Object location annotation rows
◇ ◇ ◇ ◇ ◇

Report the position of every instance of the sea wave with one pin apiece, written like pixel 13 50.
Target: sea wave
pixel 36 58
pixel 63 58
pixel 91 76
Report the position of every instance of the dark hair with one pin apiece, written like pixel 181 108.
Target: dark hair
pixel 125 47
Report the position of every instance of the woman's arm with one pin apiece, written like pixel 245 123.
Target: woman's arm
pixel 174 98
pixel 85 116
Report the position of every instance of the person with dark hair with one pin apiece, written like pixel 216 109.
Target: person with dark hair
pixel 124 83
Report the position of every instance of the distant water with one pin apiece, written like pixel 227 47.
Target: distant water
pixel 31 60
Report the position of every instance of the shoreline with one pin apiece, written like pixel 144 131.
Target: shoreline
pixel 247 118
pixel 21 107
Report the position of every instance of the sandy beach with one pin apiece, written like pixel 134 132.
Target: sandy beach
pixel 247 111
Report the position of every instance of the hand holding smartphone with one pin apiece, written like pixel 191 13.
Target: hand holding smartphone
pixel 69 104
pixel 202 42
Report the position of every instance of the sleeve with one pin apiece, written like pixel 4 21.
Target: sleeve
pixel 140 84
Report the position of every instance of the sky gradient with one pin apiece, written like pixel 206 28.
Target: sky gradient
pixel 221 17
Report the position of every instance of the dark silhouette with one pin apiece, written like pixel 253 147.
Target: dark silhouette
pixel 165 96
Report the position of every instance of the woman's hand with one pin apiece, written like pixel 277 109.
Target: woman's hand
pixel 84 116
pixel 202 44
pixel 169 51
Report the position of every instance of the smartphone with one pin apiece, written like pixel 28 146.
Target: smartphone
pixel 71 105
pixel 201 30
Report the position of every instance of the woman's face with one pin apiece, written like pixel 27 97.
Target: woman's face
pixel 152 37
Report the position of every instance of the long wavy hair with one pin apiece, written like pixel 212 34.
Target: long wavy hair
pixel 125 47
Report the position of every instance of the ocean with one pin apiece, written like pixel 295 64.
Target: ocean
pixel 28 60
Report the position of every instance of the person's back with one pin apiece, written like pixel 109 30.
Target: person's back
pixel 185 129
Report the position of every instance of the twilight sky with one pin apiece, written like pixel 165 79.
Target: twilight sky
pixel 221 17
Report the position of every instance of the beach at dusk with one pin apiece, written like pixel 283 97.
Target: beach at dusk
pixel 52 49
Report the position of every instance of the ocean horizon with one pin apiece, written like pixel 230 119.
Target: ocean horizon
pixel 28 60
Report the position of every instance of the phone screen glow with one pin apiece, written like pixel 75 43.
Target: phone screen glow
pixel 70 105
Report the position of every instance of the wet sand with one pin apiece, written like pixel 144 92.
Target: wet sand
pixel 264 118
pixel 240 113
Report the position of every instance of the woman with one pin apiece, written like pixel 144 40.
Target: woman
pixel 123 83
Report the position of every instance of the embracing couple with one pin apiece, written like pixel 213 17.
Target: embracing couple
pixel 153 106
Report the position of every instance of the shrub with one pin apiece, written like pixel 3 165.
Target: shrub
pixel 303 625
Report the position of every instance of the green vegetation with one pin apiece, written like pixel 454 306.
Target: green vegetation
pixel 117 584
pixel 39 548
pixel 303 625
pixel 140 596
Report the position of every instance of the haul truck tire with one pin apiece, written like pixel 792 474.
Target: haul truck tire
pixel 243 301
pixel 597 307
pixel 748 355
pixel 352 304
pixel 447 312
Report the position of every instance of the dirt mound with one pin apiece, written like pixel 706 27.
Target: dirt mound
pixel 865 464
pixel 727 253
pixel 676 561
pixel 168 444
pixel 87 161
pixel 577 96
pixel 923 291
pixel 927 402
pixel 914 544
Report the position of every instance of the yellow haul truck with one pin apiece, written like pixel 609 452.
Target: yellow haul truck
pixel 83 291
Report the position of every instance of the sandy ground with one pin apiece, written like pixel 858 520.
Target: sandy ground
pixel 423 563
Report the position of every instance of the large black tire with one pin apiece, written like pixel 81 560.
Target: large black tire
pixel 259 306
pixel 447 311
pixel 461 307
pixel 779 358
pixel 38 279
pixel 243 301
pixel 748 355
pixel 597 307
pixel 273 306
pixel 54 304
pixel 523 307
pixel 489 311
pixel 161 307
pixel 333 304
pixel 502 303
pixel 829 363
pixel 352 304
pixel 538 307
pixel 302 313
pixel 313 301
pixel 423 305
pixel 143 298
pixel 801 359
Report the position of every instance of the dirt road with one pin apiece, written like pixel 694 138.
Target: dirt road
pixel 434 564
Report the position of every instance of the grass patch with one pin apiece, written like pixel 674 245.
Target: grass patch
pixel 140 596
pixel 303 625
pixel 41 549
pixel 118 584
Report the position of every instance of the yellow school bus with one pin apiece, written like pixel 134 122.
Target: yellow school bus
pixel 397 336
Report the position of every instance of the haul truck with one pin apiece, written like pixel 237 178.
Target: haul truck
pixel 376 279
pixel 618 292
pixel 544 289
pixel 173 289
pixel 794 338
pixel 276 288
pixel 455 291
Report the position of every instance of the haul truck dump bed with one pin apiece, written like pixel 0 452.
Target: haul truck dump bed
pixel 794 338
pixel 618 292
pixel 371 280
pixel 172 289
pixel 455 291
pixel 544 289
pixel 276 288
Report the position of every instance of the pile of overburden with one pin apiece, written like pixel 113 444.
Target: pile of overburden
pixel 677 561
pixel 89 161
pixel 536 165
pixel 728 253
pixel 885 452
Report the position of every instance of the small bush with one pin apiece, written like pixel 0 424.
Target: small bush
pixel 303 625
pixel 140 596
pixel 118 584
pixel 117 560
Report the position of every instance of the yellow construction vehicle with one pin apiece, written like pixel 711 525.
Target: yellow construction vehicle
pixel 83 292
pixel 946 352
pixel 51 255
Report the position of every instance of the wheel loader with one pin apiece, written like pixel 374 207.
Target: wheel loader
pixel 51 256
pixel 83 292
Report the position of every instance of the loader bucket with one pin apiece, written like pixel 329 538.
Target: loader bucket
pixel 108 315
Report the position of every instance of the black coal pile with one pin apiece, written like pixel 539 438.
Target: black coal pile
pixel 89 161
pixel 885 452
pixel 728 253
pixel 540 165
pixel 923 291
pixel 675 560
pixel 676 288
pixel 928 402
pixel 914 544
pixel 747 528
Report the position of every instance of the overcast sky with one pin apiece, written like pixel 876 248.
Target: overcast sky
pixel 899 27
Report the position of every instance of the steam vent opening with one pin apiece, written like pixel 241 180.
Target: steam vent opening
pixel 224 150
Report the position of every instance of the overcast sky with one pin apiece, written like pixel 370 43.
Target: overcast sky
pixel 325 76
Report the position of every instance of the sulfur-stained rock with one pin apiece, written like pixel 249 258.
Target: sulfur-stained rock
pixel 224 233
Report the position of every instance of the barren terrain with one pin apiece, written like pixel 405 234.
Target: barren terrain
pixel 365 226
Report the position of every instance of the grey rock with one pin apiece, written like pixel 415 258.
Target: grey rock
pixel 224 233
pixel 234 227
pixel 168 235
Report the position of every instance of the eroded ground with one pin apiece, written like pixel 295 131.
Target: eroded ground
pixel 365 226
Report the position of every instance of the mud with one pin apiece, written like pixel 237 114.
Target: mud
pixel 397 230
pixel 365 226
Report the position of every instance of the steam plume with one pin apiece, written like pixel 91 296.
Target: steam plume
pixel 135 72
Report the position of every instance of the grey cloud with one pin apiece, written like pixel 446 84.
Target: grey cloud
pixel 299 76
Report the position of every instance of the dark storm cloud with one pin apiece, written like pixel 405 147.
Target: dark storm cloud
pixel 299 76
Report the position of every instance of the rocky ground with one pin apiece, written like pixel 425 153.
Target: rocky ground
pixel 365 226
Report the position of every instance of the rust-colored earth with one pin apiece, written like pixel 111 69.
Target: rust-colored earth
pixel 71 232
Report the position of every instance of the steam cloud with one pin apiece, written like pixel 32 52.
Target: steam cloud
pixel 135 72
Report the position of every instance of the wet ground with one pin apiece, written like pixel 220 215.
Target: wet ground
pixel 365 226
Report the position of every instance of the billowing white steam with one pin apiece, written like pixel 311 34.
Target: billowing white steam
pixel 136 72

◇ ◇ ◇ ◇ ◇

> Stated task:
Please return the rows between the line holding "Report the position of every instance of the shrub" and the line holding "pixel 397 336", inclusive, copied word for word.

> Output of the task:
Report the position of every instance of the shrub with one pin apiece, written like pixel 3 165.
Target: shrub
pixel 303 625
Report the position of every instance of the green vegetation with one pin apiece, written like pixel 454 306.
Target: green vegetation
pixel 117 584
pixel 39 548
pixel 303 625
pixel 140 596
Report the position of every instance of the haul truck tire with one pin apiece, written like pixel 792 474.
Target: haul truck tire
pixel 243 301
pixel 597 307
pixel 748 355
pixel 352 304
pixel 447 312
Report the position of every instance of the dirt mound with one pin apiece, written like pixel 706 27.
Target: dirt mound
pixel 865 464
pixel 727 253
pixel 676 561
pixel 168 444
pixel 87 161
pixel 577 96
pixel 923 291
pixel 927 402
pixel 914 544
Report the position of every instance of the yellow haul truck with one pin apiece, written like pixel 609 452.
Target: yellow haul truck
pixel 83 291
Report the position of every instance of the sandy ground with one pin apiece, written like pixel 858 520.
Target: sandy ground
pixel 423 563
Report the position of every instance of the large black tire with one pin apiece, written like pixel 81 560.
Target: large black tire
pixel 259 306
pixel 447 311
pixel 461 307
pixel 779 358
pixel 38 279
pixel 243 301
pixel 748 355
pixel 597 307
pixel 273 306
pixel 54 304
pixel 523 307
pixel 489 311
pixel 161 307
pixel 333 304
pixel 502 303
pixel 829 363
pixel 352 304
pixel 538 307
pixel 302 313
pixel 313 301
pixel 423 305
pixel 143 298
pixel 801 359
Report the position of every instance of the dirt road with one pin apiece, written like pixel 694 138.
Target: dirt road
pixel 434 564
Report the position of every instance of the grass patch with one pin apiece, written like pixel 674 245.
Target: grass patch
pixel 140 596
pixel 303 625
pixel 41 549
pixel 118 584
Report the position of every instance of the yellow school bus with one pin apiece, written like pixel 134 122.
Target: yellow school bus
pixel 397 336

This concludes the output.